Bachelor's degree candidates wear a gown of black cloth, with facings of the same material cut in the bachelor's shape as described by the American Council on Education intercollegiate Academic Costume Code, that is, black worsted stuff with pointed sleeves. The master's gown is of the Intercollegiate Code master's pattern, which is black silk, or worsted stuff, with long closed sleeves.

The doctoral gown is either crimson or black silk, with facings continuing around the yoke in black velvet. The sleeves are trimmed with three black velvet bars with pointed ends, and crow's feet befitting the subject. The crimson doctoral gown is used for research doctorates (which at Harvard are currently the Ph.D., S.J.D., and DrPH and historically the Sc.D., Th.D., and Ed.D.), while professional doctoral degrees such as the J.D. and M.D., along with terminal divinity degrees such as the ThM and MDiv use a gown which is all black. Contemporary gowns are not silk, but polyester. Also the "crimson" usually purchased by new Ph.D.s is closer to a cherry red. Those gowns dating from the 1970s often now appear as pink.

The gowns all have a crow's-feet emblem on the front, which is a "double crow's-feet" for earned degrees, and a "triple crow's-feet" for honorary degrees (a tradition which, having been abandoned beginning in the 1980s, was restored in 2017). This is derived from the use of similar emblems to denote class standing on undergraduate gowns in the early nineteenth century. The Harvard regalia deviates from the Intercollegiate Code's standards in that the color of the degree is shown on the crow's-feet emblem instead of on the hood trimming, and the color refers to the school granting the degree rather than the subject of the degree itself. The colors are:
- White for the Faculty of Arts and Sciences (including the Extension School), except for Ph.D. degrees which are dark blue
- Orange/gold for the Engineering School
- Medium gray or drab for the Business School
- Lilac for the School of Dental Medicine
- Brown for the Graduate School of Design
- Scarlet for the Divinity School
- Light blue for the Graduate School of Education
- Peacock blue for the Kennedy School of Government
- Purple for the Law School
- Salmon pink for the School of Public Health
- Green for the Medical School
The colors themselves mostly follow the Intercollegiate Code's standards, with the exception of the Business School, Design School, and arguably the Engineering School.

The gown of the President of Harvard University is a form of Puritan clerical dress rather than an academic robe. It is worn open over a matching waistcoat. Members of the University Council, not doctors, or holding no degree from this University, are authorized to wear the doctor's gown with double crow's-feet of the color of the department to which they belong.

===Hoods===

All graduates' hoods are black lined with crimson silk, and are cut in the Edinburgh simple shape. Unlike most other United States universities, there is no velvet trim. Rank is indicated by the hood length: master's hoods are 42", doctors 48". Harvard bachelors do not wear hoods. The hood was actually the same hood of the Oxford MA that became fossilized in Harvard before the hood shape changed in Oxford, to either the Oxford simple-shape [s1] or the Burgon simple-shape [s2] in the Groves classification system. Masters of Harvard Houses wear tippets embroidered with the House shield.

....

— WORK TO BE COMPLETED —
Please repeat the Harvard academic dress passage from "Bachelor's degree candidates" up to and including "long closed sleeves.", swapping "worsted stuff" for "wool fabric".

— SUPPLIED MATERIAL —
....

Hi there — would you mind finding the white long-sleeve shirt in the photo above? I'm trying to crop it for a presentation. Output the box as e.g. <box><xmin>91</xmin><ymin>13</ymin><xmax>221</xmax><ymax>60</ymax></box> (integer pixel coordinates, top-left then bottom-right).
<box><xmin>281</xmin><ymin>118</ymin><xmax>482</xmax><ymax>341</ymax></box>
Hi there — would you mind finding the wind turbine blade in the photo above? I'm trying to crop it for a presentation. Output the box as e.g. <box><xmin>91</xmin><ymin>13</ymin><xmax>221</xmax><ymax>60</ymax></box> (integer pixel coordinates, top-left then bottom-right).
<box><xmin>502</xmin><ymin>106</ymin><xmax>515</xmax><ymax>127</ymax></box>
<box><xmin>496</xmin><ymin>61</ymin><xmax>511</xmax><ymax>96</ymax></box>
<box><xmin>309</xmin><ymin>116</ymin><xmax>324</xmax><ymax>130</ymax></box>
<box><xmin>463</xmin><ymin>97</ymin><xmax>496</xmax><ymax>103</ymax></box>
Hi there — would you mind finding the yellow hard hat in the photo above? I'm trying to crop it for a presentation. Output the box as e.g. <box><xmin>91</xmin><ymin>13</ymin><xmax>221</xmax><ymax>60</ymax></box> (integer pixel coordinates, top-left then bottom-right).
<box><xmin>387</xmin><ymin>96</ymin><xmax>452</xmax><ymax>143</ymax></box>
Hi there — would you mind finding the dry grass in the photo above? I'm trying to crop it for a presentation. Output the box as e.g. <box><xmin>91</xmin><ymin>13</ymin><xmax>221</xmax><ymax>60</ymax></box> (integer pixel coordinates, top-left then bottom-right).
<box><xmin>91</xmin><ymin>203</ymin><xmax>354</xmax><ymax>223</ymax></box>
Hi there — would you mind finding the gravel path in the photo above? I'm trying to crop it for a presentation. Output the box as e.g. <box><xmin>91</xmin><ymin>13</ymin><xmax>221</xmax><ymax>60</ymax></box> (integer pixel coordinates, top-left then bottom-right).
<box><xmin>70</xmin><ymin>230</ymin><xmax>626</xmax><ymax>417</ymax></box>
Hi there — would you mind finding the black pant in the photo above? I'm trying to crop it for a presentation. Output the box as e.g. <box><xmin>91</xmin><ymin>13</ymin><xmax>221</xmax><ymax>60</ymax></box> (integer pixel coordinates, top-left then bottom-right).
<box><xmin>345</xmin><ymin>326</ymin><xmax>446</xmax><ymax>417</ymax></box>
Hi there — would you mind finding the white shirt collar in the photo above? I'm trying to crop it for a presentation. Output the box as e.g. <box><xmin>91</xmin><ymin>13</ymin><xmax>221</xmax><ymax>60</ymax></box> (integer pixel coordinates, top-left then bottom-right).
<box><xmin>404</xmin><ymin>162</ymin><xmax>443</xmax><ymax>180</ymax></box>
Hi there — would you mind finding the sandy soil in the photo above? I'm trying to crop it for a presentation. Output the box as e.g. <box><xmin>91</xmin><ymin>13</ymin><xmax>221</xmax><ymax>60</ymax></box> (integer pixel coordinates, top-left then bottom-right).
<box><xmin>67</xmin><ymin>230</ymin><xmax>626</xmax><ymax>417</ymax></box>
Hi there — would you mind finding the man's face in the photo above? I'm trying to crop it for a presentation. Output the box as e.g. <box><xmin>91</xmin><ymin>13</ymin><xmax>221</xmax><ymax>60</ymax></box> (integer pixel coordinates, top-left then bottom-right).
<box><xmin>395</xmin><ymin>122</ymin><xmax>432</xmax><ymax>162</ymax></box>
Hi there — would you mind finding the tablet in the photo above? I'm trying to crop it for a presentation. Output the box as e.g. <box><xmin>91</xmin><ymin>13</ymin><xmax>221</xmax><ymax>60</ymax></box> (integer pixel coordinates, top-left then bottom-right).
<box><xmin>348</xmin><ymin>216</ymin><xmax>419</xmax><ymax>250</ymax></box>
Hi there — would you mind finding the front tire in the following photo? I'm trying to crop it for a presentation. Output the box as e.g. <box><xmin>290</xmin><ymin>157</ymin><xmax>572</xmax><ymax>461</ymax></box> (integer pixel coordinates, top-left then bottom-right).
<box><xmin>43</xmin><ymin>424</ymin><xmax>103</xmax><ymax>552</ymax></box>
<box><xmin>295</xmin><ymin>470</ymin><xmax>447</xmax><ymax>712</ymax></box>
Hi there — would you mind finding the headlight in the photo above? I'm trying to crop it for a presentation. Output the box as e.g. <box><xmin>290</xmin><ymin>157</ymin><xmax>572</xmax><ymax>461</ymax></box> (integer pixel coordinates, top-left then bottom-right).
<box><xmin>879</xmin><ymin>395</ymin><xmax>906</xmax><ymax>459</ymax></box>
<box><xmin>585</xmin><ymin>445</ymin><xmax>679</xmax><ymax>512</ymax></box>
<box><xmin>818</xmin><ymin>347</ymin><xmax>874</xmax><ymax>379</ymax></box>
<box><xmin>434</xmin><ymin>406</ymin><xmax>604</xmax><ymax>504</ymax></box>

....

— RESULT OF THIS EXERCISE —
Bachelor's degree candidates wear a gown of black cloth, with facings of the same material cut in the bachelor's shape as described by the American Council on Education intercollegiate Academic Costume Code, that is, black wool fabric with pointed sleeves. The master's gown is of the Intercollegiate Code master's pattern, which is black silk, or wool fabric, with long closed sleeves.